- Supplied passage:
You could consider this as a belated diary about Columbus Native People’s Day. But it was the result of a lengthy meditation on part of the political scene…
One of the best known films Werner Herzog produced is Aguirre, der Zorn Gottes (“Aguirre, the Wrath of God”), a dark, at times hallucinogenic, tale of a Spanish Conquistador who leads his men into the wilds of the Amazon in an underprepared & mismanaged search to be elected president of the United States for El Dorado. As played by Klaus Kinski, Lope de Aguirre is a brooding, ruthless & treacherous megalomaniac, willing to destroy anything to get what he wants, & never reluctant to extract vengeance at any possible betrayal, no matter how slight.
The movie is based, with some degree of fiction, on a true story. In 1561the real Don Lope de Aguirre assisted Pedro de Ursua in an expedition into the Amazon. Other worthies were Ursúa's mistress, Doña Inés, Don Fernando de Guzmán, and Aguirre’s own daughter. The historical expedition comprised 300 men. Somewhere along the way Aguirre convinced a majority of the men to mutiny with him, join in rebellion against the king of Spain, & sign a statement acknowledging him as "Prince of Peru, Tierra Firme and Chile”. According to one story, he reappeared in Panama leading the survivors of the expedition in an attack on the Spanish government, slaying the governor & countless innocent civilians before finally being killed himself.
According to Wikipedia, Kinski’s portrayal accurately represents the real Don Lope de Aguirre.
The story of the filming of the movie is almost as much an epic of obsession & madness as the movie itself. Kinski & Herzog constantly feuded, with Kinski at various times threatening to quit. Kinski later claimed that Herzog forced him to climb aboard a raft for a scene at gunpoint; when asked about it later, Herzog reportedly replied, “The gun wasn’t loaded.”
Despite all the conflict Kinski went on to star in four more of Herzog’s movies, including Fitzcarraldo which was also involves a journey down an Amazonian river.
The movie itself sucked me in the first time I watched it. One change Herzog made to the story was to introduce Friar Gaspar de Carvajal, a real person who participated in an earlier exploration of the Amazon, as the narrator. In the movie, de Carvajal is a feckless zealot who often laments his increasing powerless over the expedition (sort of like Paul Ryan). Don Fernando de Guzmán is a fat & lazy nobleman (sort of like Stephen Banner). Pedro de Ursua, the nominal leader of the expedition, is an experienced politician who constantly fights with Aguirre over the direction of the expedition (sort of like Paul Manafort). Doña Inés is a dark-skinned, black-haired beauty (completely unlike the blonde KellyAnne Conway).
(There is also a sinister man named Perucho in the movie, who willingly does Aguirre’s dirtywork, but he is too slender of build to resemble Chris Christie in the least.)
The movie starts with de Ursua given the commission to only follow one tributary of the Amazon for a few weeks, then return & report his findings. Upon reaching the navigable reach of the tributary, they build rafts & continue their descent, only to have one raft get trapped in a whirlpool. Unable to assist the men on the raft, the expedition is forced to spend the night onshore nearby; during the night, yells & gunfire from the raft are heard, & the morning light reveal all of the men on the raft are dead, with two missing. De Ursua wants to bring the bodies ashore to give them a proper burial; obsessed with the bigly riches of El Dorado, Aguirre arranges to have the raft “accidentally” destroyed with a cannon shot, throwing the bodies into the water.

- Information given:
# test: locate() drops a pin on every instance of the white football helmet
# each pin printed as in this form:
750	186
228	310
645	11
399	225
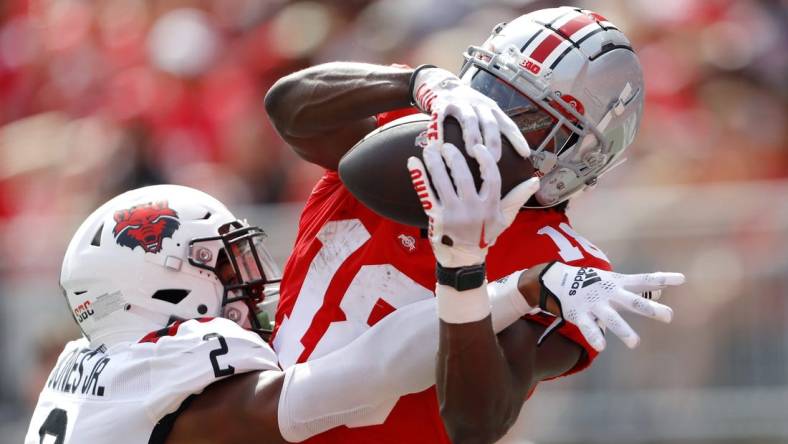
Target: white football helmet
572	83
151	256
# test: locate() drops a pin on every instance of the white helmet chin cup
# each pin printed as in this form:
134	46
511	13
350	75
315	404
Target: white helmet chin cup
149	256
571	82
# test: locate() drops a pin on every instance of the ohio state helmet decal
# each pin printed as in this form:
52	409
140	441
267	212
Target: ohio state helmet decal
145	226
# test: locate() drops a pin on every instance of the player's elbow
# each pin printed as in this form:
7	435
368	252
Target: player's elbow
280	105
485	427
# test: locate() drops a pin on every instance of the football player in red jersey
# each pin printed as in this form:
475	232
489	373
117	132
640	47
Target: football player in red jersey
---
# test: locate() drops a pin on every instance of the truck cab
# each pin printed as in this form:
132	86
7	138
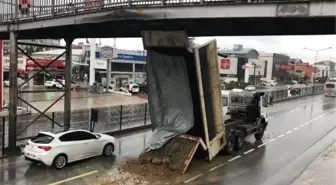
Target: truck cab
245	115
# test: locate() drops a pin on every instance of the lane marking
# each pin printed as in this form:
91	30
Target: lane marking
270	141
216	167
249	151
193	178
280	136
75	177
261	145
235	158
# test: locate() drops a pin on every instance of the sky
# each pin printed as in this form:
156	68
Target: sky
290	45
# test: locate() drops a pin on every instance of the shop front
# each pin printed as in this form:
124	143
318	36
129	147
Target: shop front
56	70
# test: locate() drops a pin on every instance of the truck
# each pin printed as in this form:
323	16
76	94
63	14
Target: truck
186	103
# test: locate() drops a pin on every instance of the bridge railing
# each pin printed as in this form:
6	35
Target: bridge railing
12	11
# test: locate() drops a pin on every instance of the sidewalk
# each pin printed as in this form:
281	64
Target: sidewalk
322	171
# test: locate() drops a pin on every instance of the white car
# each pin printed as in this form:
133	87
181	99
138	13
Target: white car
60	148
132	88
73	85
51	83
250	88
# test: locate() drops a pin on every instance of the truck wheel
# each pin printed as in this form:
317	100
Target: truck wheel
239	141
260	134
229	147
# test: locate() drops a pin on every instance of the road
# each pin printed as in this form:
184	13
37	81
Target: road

- Instructions:
1. Write out the listing from the line with "the truck cab" up to and including the line with "Target: road", leaving the pictures out.
2. Extend the piece on the film Aguirre, the Wrath of God, picking up after its last sentence.
The listing has no connection to the piece about the film Aguirre, the Wrath of God.

- Response list:
1.
# test: locate() drops a pin on every instance of the truck cab
# each pin printed as in this form:
132	86
7	138
Target: truck cab
245	115
# test: locate() drops a pin on every instance of the lane marking
# each pin printed as in this form:
91	30
Target: lane marking
270	141
216	167
249	151
193	178
280	136
75	177
261	145
235	158
# test: locate() drops a pin on every instance of the sky
# each pin printed as in this form:
156	68
Target: sky
290	45
# test: locate() drops a pin on every instance of the shop front
# each pin printed as in this form:
124	143
318	36
129	147
Target: shop front
56	70
# test: locate() drops a pin on every instance of the truck
# each pin printed as in this form:
323	16
76	94
63	14
Target: truck
186	103
# test: locate() drops a pin on every instance of the bridge railing
# each pin printed as in this form:
6	35
Target: bridge railing
12	11
# test: locate() drops a pin on every instance of the sidewalk
# each pin printed as in this form:
281	64
Target: sidewalk
322	171
# test: locate() drops a pin on every instance of the white car
# each pin printed as in this form:
133	87
181	99
138	13
Target: white car
60	148
132	88
73	85
51	83
250	88
# test: locate() drops a pin on every instance of the truck wheel
# each pin printed as in this form:
317	100
Target: truck wheel
239	141
260	134
229	147
# test: locate() drops a pin on every instance of the road
# each pin printed as in this form:
184	13
37	81
Target: road

2.
Friction between Aguirre & de Ursua continues until Aguirre leads a mutiny against de Ursula, who is wounded in the action, and Aguirre replaces him with Guzmán as campaign CEO Emperor of the new country the expedition will found. Aguirre expects de Ursula to be executed, but Guzmán instead gives him clemency. His mistress Doña Inés stays by de Ursua’s side, & only she has the courage to speak out against him. Aguirre simply ignores her.
De Guzmán takes his new title too seriously: he dines on the low food supplies while the men starve, and when the expedition's only remaining horse annoys him, he orders it pushed off the raft. The men mutter how well the animal might have fed them. Soon afterwards de Guzmán is found strangled near the raft's outhouse. Now unshackled by everyone who prevent Aguirre from being Aguirre, he proclaims himself leader. Ursúa is then taken ashore and hanged in the jungle. The group stop to hold a campaign rally attack an Indian village, where several soldiers are killed by spears and arrows from the villagers, hiding in the jungle. The distraught Inés wordlessly walks into the jungle as if entering a garden to admire the roses and disappears. (We know that Conway would never walk away from the Trump campaign: she gets paid, regardless of the outcome, & besides where else could she find work so close to the election?)
After summarily executing a man for plotting to desert the expedition, Aguirre delivers a ferocious, bullying tweetstorm speech:
I am the great traitor. There must be no other. Anyone who even thinks about deserting this mission will be cut up into 198 pieces. Those pieces will be stamped on until what is left can be used only to paint walls. Whoever takes one grain of corn or one drop of water more than his ration... will be locked up for 155 years. If I, Aguirre, want the birds to drop dead from the trees... then the birds will drop dead from the trees. I am the wrath of God. The earth I pass will see me and tremble. But whoever follows me and the river, will win untold riches. But whoever deserts...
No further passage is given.